### Provided text
——

Virginia Hamilton was a pioneer of afrofuturism, a celebrated literary icon, gifted storyteller and noted children’s book author who released more than two dozen books including, The House of Dies Drear, Justice and her Brothers, The People Could Fly, The Planet of Junior Brown, and Her Stories: African American Folktales, Fairy Tales and True Tales.
Hamilton’s family has a long history in Yellow Springs, Ohio, where she was born on March 12, 1936. The award-winning author’s maternal grandfather arrived in Yellow Springs via the Underground Railroad in the 1850s, and with him likely came a multitude of tales passed down from one generations to the next.
As a child, Hamilton found herself enthralled with reading and writing. She devoured countless books and won prizes in elementary school for her love of reading. Her family and teachers encouraged and helped cultivate what began as a passion for words that grew into a prolific talent.

——

### Data under study

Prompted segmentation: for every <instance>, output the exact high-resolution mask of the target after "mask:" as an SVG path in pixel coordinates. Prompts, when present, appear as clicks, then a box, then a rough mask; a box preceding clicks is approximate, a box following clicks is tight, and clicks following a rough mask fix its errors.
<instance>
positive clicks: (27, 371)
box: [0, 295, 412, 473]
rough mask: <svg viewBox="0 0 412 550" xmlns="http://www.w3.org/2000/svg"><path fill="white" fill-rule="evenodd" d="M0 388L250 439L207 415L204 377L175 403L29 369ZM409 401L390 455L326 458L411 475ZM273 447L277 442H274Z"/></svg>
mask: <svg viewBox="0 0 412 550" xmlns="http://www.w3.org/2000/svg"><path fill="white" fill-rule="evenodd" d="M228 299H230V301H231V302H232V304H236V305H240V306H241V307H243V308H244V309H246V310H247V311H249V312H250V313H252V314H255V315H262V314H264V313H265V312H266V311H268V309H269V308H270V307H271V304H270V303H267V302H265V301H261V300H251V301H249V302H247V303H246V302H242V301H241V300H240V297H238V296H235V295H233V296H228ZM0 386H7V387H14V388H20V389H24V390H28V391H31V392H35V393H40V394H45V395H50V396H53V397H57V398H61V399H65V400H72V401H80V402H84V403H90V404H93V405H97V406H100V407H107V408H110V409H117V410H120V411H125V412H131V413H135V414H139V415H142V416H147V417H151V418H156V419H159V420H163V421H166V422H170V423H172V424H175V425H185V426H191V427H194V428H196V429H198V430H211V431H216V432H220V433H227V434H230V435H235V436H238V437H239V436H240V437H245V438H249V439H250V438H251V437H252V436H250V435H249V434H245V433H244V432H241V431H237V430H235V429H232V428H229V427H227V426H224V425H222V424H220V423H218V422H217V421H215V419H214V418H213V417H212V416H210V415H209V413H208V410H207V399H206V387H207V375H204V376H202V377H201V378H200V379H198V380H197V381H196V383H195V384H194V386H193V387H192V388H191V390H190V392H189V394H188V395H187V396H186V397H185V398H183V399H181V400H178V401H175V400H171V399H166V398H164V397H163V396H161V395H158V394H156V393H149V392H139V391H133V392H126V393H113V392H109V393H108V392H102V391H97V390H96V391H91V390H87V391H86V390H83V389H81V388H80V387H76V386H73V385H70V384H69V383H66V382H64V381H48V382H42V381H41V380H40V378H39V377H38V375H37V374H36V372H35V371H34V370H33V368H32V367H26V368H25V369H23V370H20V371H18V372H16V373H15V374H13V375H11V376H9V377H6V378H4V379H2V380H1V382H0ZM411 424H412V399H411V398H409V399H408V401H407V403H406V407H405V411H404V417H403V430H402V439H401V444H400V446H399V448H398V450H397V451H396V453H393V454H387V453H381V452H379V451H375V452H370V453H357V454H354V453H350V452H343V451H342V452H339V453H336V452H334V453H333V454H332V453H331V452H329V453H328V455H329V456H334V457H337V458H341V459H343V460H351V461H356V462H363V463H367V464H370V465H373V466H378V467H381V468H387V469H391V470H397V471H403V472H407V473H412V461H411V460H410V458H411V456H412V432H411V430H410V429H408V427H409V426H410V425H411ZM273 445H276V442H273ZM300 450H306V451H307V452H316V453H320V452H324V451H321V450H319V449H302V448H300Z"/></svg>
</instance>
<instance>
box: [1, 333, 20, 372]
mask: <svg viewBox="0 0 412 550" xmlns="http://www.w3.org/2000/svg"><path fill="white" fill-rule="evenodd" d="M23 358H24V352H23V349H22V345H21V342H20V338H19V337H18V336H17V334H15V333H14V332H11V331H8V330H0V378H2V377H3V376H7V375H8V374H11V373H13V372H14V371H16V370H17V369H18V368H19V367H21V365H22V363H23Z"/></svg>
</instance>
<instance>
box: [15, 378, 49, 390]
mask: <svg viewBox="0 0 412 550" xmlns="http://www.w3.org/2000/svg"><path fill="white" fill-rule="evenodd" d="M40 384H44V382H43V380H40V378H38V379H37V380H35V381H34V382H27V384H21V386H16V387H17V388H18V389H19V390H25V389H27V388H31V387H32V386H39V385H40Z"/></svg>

——

### Actions to take
a - In the passage about Virginia Hamilton, translate this sentence into Spanish: "As a child, Hamilton found herself enthralled with reading and writing."
b - Reproduce the passage about Virginia Hamilton from "Hamilton’s family has" up to and including "to the next.".

### Solutions in order
a - De niña, Hamilton se sintió cautivada por la lectura y la escritura.

b -
Hamilton’s family has a long history in Yellow Springs, Ohio, where she was born on March 12, 1936. The award-winning author’s maternal grandfather arrived in Yellow Springs via the Underground Railroad in the 1850s, and with him likely came a multitude of tales passed down from one generations to the next.